> _Your objective_
Can you reproduce all of the data below word for word, leaving every line unchanged?

## Start Entries shown

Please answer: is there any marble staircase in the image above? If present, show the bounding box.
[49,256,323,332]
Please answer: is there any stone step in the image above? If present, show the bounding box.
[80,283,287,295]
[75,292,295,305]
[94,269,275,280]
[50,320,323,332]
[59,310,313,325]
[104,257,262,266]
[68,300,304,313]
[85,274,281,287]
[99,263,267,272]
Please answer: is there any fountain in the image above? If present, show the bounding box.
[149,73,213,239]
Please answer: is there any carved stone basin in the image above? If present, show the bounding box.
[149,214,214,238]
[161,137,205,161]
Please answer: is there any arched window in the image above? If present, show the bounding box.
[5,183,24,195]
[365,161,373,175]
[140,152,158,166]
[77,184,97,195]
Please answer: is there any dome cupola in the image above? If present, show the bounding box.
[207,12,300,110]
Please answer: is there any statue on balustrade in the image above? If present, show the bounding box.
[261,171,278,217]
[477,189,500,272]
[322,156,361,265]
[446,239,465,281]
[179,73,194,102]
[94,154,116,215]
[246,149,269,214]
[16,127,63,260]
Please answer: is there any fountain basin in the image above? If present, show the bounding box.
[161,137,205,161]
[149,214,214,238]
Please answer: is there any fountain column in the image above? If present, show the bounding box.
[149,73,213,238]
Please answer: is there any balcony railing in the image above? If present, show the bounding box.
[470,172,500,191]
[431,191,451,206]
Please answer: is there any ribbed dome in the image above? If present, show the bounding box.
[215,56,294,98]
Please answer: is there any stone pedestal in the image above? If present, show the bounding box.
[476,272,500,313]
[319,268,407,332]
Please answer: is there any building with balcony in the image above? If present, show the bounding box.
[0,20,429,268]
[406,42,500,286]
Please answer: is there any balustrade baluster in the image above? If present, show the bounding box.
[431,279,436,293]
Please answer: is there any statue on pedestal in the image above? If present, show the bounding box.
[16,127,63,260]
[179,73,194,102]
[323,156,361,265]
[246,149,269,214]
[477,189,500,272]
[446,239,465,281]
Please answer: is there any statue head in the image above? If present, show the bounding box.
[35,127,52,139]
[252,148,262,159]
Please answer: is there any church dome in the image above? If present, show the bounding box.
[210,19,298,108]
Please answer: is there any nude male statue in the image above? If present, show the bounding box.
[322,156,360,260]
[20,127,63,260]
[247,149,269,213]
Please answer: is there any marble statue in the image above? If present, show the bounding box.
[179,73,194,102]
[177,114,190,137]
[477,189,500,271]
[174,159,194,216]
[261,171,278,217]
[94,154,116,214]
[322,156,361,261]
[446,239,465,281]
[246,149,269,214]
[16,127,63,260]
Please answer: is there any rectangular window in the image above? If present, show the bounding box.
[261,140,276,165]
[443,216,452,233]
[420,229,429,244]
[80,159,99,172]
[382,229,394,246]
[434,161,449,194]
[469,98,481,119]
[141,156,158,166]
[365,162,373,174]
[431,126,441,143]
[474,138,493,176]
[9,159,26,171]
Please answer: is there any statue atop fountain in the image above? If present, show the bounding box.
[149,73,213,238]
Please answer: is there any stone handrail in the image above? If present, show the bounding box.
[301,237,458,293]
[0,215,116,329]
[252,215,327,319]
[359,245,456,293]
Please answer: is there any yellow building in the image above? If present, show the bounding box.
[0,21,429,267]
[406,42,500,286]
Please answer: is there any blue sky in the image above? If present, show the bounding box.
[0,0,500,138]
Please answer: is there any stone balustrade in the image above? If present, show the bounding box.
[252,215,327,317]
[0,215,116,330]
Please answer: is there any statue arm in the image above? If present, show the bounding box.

## End Entries shown

> _Written solution_
Please answer: is there any marble staircase in the image above? If present, show the bounding box.
[49,256,323,332]
Please answer: is there any stone step in the image above? If present, show the bounding box.
[80,283,287,295]
[75,292,295,305]
[94,269,275,280]
[50,320,323,332]
[59,310,313,325]
[104,257,262,266]
[68,300,304,313]
[85,274,281,287]
[99,263,267,272]
Please answer: is there any fountain in the image above? If present, show the bounding box.
[149,73,213,239]
Please answer: is there any carved stone basin in the image above? If present, show the bounding box.
[149,214,214,238]
[161,137,205,161]
Please answer: is there any arched window in the image above? If present, show the bounding box.
[5,183,24,195]
[365,161,373,175]
[140,152,158,166]
[77,184,97,195]
Please answer: is there any dome cupola in the image above? If present, show the bounding box.
[207,12,300,110]
Please answer: is there any statue on balustrade in the image above? If present, show the bounding box.
[261,171,278,217]
[477,189,500,272]
[322,156,361,265]
[446,239,465,281]
[179,73,194,102]
[94,154,116,215]
[246,149,269,214]
[16,127,63,260]
Please answer: is there any fountain basin in the image above? If present, show the bounding box.
[161,137,205,161]
[149,214,214,238]
Please answer: is there any fountain column in the image above? If present, show the bounding box.
[149,73,213,238]
Please answer: is there any balcony railing in the image above? If present, show the bounding box.
[470,172,500,191]
[431,191,451,206]
Please answer: is there any ribbed dome in the image above? If present, show the bounding box.
[215,56,294,98]
Please answer: is there any stone pedestal in the image above? If present, show the bounding box.
[476,272,500,313]
[319,268,407,332]
Please answer: is there any building with balcony in the image above? If present, show the bounding box.
[0,20,429,268]
[406,42,500,286]
Please answer: is there any balustrade baluster in the image above? If present, show the bounding box.
[431,279,436,293]
Please answer: is there any statue on pedestal in the image above? If present, show the bounding box.
[16,127,63,260]
[179,73,194,102]
[323,156,361,265]
[246,149,269,214]
[477,189,500,272]
[446,239,465,281]
Please answer: is there any statue head in the image above? If present, show the bounding box.
[35,127,52,139]
[252,148,262,159]
Please answer: is there any church dome in the image above? If present, show the bounding box.
[210,19,298,108]
Please answer: is there any nude male statue in the image above? If present, show the bounding box.
[322,156,360,260]
[20,127,63,260]
[247,149,269,213]
Please answer: is there any marble statue in the image above? If present, show the bounding box.
[179,73,194,102]
[177,114,190,137]
[477,189,500,271]
[174,159,194,216]
[261,171,278,217]
[94,154,116,214]
[322,156,361,261]
[446,239,465,281]
[246,149,269,214]
[16,127,63,260]
Please answer: is there any rectangular window in the image above? If present, show the bounding box.
[261,140,276,165]
[443,216,452,233]
[420,229,429,244]
[80,159,99,172]
[382,229,394,246]
[434,161,449,194]
[469,98,481,119]
[141,156,158,166]
[365,162,373,174]
[431,126,441,143]
[474,138,493,176]
[9,159,26,171]
Please answer: is there any statue atop fountain in the image above? If present, show the bounding box.
[149,73,213,238]
Please answer: is there any stone handrail in the image above? If present, show the bounding box.
[301,237,458,293]
[0,215,116,329]
[252,215,327,319]
[359,245,456,293]
Please answer: is there any yellow building in the image above? If present, show the bounding box.
[0,21,429,267]
[406,42,500,286]
Please answer: is there any blue sky in the image above? If present, show the bounding box.
[0,0,500,138]
Please answer: is there any stone balustrade in the image above? If present, show the bounding box.
[252,215,327,317]
[0,215,116,330]
Please answer: is there any statue arm in the image above? If present, show the bounding box.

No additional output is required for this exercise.